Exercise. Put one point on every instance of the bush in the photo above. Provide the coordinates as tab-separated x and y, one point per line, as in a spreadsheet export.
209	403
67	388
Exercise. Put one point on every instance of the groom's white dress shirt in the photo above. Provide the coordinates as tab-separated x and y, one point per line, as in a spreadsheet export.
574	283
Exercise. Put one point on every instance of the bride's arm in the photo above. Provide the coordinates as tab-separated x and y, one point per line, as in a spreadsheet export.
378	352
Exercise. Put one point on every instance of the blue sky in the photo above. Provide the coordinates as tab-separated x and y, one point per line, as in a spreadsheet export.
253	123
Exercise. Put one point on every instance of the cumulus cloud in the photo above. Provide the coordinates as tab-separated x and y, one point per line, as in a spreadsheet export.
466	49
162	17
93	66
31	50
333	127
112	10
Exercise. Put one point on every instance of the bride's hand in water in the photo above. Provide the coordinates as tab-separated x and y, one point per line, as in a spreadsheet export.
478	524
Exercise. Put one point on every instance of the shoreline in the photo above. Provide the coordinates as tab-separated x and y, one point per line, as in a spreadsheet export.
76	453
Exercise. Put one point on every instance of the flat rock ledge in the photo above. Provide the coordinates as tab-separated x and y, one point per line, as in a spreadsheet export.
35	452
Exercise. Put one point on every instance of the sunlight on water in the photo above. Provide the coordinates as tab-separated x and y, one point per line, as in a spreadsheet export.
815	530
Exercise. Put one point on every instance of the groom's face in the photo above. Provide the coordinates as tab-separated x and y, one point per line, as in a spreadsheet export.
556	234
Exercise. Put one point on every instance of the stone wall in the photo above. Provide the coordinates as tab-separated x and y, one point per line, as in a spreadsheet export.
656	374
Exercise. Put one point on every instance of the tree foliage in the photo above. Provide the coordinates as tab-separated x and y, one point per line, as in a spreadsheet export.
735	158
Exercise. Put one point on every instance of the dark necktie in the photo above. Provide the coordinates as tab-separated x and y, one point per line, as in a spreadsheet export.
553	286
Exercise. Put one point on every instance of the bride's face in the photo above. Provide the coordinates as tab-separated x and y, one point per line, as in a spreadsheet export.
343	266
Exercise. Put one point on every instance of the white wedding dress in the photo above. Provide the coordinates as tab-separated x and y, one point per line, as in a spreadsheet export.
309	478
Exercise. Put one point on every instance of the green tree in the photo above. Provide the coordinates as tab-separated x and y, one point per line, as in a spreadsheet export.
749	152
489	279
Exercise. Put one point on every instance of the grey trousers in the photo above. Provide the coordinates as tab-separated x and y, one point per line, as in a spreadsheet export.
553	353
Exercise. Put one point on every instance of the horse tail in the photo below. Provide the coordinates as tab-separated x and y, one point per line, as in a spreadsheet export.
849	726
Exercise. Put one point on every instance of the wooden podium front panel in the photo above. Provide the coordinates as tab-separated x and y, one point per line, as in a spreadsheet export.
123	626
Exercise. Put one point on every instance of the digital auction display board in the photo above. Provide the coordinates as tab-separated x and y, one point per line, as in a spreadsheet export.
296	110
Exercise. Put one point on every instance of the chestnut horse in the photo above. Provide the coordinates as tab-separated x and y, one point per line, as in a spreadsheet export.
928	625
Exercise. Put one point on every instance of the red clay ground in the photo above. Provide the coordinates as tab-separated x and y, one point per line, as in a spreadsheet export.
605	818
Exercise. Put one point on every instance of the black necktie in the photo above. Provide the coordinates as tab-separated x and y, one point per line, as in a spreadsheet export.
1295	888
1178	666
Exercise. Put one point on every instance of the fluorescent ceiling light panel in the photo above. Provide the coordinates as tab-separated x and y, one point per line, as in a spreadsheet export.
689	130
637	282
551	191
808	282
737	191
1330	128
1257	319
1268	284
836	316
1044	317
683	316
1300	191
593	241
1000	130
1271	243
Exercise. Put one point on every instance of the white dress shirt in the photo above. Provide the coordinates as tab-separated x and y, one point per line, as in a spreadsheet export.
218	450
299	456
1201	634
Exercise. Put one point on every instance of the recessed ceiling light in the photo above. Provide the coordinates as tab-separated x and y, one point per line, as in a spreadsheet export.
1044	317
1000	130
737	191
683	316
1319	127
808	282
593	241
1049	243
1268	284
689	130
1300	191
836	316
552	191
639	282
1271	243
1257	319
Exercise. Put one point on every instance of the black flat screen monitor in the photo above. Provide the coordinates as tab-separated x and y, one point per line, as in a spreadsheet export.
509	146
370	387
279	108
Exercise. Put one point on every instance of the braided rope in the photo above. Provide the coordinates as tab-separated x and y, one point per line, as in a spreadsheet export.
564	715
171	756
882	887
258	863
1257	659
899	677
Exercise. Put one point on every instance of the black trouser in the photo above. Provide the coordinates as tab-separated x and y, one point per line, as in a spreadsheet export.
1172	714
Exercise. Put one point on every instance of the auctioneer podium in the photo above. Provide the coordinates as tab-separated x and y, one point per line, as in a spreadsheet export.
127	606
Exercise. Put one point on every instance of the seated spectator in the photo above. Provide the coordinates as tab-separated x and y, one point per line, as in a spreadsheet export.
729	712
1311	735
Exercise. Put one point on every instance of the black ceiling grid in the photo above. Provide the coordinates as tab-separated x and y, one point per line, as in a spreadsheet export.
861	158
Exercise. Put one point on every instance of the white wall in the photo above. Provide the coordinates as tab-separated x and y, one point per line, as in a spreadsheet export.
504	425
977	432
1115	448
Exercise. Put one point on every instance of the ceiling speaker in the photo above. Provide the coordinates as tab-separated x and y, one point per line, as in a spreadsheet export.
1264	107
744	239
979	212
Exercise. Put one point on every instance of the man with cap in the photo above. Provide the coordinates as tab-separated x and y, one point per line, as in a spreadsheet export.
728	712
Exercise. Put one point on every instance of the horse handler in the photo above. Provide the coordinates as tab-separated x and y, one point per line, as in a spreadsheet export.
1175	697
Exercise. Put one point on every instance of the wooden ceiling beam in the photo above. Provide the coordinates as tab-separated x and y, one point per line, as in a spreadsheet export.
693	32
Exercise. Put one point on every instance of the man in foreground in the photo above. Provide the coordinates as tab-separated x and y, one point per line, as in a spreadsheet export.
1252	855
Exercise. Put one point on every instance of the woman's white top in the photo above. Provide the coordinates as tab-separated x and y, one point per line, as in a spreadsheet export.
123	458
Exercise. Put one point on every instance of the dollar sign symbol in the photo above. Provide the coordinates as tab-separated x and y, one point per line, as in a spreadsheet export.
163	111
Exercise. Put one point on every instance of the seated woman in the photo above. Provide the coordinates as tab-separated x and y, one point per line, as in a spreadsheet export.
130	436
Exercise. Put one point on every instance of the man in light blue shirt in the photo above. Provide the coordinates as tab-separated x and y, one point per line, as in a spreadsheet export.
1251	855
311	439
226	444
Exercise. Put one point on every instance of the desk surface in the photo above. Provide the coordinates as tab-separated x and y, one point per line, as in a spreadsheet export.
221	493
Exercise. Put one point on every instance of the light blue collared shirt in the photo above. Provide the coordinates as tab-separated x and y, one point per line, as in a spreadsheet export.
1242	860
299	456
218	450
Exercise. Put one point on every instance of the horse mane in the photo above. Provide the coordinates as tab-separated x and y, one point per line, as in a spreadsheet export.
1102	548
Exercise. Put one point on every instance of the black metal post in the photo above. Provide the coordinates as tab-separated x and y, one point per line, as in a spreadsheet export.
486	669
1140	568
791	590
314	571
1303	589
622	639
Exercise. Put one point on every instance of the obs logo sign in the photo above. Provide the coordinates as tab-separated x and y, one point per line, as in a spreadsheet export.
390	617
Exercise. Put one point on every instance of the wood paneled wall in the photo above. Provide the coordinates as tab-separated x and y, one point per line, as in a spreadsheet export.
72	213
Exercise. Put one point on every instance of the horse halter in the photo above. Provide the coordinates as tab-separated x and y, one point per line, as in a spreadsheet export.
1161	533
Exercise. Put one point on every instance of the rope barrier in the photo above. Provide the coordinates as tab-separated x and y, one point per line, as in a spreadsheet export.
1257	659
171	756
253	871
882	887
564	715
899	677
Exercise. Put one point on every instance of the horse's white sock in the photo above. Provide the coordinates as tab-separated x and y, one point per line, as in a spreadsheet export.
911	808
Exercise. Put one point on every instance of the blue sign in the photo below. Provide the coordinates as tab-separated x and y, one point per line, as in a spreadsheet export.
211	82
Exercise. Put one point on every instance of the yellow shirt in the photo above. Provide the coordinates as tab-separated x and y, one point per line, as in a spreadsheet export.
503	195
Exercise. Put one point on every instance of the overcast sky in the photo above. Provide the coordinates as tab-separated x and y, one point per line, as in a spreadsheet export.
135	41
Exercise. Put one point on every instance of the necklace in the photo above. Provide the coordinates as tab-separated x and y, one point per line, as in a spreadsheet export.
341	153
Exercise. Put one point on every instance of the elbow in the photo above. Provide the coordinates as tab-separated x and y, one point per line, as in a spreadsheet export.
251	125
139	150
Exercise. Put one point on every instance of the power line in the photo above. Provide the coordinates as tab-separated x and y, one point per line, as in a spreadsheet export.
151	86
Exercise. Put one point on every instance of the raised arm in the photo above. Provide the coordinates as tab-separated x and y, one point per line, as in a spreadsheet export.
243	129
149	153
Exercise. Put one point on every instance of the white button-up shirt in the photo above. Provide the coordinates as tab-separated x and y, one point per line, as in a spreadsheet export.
....
> WHAT IS REQUIRED: Quote, word for word, every line starting at the one that contains "Exercise. Put one point on every instance of the elbow" and ending with the final line of the entries.

> SOLUTION TO THE EXERCISE:
Exercise. Put one point on every instance of the elbow in the photo above. Provide the coordinates as tab-separated x and y, one point per line, as in a spreadsheet export.
251	125
139	150
Exercise. Put one point on every instance of the power line in the photo above. Provide the coordinates as tab-separated x and y, one point per line, as in a spreadsheet export.
151	86
Exercise. Put one point on every instance of the raised arm in the photo above. Provide the coordinates as tab-separated x and y, one point per line, as in a spreadsheet export.
243	129
149	153
Exercise. Put one point on every instance of the white button-up shirt in the photo above. Provide the coordinates as tab-separated x and y, one point per line, as in a spreadsheet export.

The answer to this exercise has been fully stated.